### EXERCISE REQUIREMENTS
Reproduce the data exactly.

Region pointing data
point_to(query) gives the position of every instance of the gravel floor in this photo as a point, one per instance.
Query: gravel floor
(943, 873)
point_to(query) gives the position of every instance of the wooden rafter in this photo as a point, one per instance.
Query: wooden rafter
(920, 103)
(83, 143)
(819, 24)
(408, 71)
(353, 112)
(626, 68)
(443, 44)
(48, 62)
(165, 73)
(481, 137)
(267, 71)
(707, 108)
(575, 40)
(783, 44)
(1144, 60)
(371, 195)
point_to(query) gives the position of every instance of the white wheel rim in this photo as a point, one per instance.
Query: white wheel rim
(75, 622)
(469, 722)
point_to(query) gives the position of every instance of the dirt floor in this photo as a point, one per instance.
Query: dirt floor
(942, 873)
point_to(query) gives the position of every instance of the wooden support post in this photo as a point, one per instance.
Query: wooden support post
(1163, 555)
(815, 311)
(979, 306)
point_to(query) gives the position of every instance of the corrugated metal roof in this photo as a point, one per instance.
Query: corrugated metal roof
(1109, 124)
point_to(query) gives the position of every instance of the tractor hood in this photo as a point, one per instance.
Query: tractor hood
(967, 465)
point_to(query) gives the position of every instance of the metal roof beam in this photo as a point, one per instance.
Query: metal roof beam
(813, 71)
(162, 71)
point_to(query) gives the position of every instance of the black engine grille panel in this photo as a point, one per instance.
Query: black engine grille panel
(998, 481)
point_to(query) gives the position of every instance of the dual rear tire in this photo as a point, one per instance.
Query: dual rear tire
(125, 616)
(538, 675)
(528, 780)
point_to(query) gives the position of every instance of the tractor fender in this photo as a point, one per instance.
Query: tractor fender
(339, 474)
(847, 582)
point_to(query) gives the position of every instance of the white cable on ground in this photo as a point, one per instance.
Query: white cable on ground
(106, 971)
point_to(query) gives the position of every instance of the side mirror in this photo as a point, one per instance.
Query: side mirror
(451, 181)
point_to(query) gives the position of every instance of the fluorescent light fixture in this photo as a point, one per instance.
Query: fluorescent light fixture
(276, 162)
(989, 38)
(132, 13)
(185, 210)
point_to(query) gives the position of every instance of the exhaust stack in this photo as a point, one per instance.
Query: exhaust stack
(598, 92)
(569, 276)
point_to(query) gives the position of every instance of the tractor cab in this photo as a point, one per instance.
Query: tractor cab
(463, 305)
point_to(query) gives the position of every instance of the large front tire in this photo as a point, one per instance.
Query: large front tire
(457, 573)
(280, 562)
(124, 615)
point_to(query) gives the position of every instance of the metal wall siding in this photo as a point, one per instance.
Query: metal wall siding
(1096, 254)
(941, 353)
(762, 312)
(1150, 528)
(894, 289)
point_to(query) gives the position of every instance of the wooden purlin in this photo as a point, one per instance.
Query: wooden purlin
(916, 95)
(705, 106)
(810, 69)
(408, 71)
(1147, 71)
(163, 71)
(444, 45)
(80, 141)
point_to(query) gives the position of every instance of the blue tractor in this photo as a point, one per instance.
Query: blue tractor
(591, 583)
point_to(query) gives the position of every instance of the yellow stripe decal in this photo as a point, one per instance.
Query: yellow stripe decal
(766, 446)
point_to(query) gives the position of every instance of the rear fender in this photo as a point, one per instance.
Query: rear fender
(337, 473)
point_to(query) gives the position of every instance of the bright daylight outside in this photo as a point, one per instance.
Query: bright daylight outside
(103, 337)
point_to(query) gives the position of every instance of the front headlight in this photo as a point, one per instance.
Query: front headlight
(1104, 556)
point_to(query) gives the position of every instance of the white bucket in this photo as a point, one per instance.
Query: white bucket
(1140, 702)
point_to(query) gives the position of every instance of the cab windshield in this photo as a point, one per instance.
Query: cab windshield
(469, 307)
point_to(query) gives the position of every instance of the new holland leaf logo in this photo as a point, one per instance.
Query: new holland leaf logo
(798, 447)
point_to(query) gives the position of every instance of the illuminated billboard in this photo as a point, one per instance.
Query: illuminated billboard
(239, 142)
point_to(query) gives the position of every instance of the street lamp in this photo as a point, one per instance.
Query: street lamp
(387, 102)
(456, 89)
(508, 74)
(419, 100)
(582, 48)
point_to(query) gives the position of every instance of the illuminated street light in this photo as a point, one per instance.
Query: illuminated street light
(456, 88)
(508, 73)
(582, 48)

### ANSWER FOR THE TASK
point_to(query) gives the position of every instance of the gravel floor in this photo as a point, one per instance.
Query: gravel floor
(943, 873)
point_to(query) gives the position of every instance of the wooden rafter in this photo as a point, one per instance.
Query: wooden rafter
(920, 103)
(83, 143)
(819, 24)
(408, 71)
(353, 112)
(626, 68)
(443, 44)
(48, 62)
(165, 73)
(481, 137)
(267, 71)
(707, 108)
(575, 40)
(783, 44)
(1144, 60)
(371, 195)
point_to(query) gives the position of every instance of the white wheel rim in this photo as a point, one per instance.
Query: white wheel rim
(75, 622)
(469, 722)
point_to(query) gives the position of every instance of the dirt floor in this photo as a point, one per instance.
Query: dirt floor
(942, 873)
point_to(query) gives the position of every instance of the wooden support post in this photo as a point, one per instance.
Query: wooden support post
(1163, 555)
(815, 311)
(979, 306)
point_to(query) gives the position of every instance of the corrugated metal roof in this photo as a point, one per instance.
Query: corrugated metal roof
(1109, 124)
point_to(query) gives the position of every instance of the tractor hood in this photo as a point, one per instance.
Query: tractor hood
(967, 465)
point_to(query) gives the position of every instance of the metal roof beam in this photo as a point, one per instance.
Query: metal roof beam
(813, 71)
(162, 71)
point_to(query) gives the position of every instance of the black engine grille panel in this photo as a point, one per instance.
Query: black engine grille panel
(998, 481)
point_to(query) gives the position of every instance of the dual rear tire in this photo as a point, one per instance.
Query: dual rear tire
(125, 616)
(538, 675)
(528, 780)
point_to(query) gives the position of every instance of the tractor fender in this photo as a point, one per instance.
Query: tractor fender
(339, 474)
(847, 582)
point_to(query) gives the position of every instance of the white cable on ground in this photo as a point, one per instance.
Query: white cable on ground
(106, 971)
point_to(query) gives the position of every instance of the side mirror in this photo as a point, one per instance.
Query: side mirror
(451, 181)
point_to(query) gives the position of every instance of the fluorescent light fixture in this photo as a point, one per instance.
Query: fluorescent light fixture
(276, 162)
(989, 38)
(132, 13)
(185, 210)
point_to(query) gives the position of every instance of the exhaust stack in this photo as a point, one per instance.
Query: exhaust stack
(598, 92)
(569, 276)
point_to(query) gives the position of every instance of the tractor cab in this photo as a point, one per instance.
Query: tractor cab
(463, 305)
point_to(query) gives the position of every instance of the large front tire in this photo as a point, one per instance.
Query: large front tire
(457, 573)
(280, 562)
(124, 615)
point_to(query) gives the position of every instance of the metal wall siding in this photo as a point, one per instance.
Query: metal wall siding
(1096, 254)
(941, 353)
(762, 312)
(1150, 528)
(894, 289)
point_to(query) gives the position of every instance of the wooden purlin in this photo as a point, one per instance.
Query: wooden purlin
(916, 95)
(705, 106)
(810, 69)
(408, 71)
(1147, 71)
(163, 71)
(444, 45)
(80, 141)
point_to(query) gives the position of every instance of the blue tractor in this photo as a point, one per instance.
Query: blue tractor
(591, 583)
point_to(query) gives the position of every instance of the yellow stripe decal in this photo as a point, one per instance.
Query: yellow stripe decal
(766, 446)
point_to(query) gives the position of every instance of the rear fender in this photo as a point, one per instance.
Query: rear fender
(337, 473)
point_to(query) gives the position of every instance of the bright daylight outside in this photo as a point, one per instance.
Query: bright daylight outside
(103, 337)
point_to(query) gives the position of every instance of the front headlight in this photo as a point, one per instance.
Query: front headlight
(1104, 556)
point_to(query) gives the position of every instance of the white bucket in this photo as a point, one per instance.
Query: white bucket
(1140, 702)
point_to(query) gives the position of every instance of the cab windshield in this photo as a point, one per instance.
Query: cab windshield
(469, 307)
point_to(query) gives the position of every instance of the new holland leaf logo in this photo as a point, one per instance.
Query: new holland leaf logo
(798, 447)
point_to(query) gives the position of every instance of the illuminated billboard in this photo as a point, one per instance.
Query: illuminated billboard
(239, 142)
point_to(query) gives the position of every instance of the street lamp in this photo as a point, one per instance.
Query: street lamp
(387, 102)
(456, 89)
(508, 74)
(419, 100)
(582, 48)
point_to(query) gives the position of every instance of the illuminated street light in this photo as a point, one per instance.
Query: illuminated street light
(456, 88)
(508, 73)
(582, 48)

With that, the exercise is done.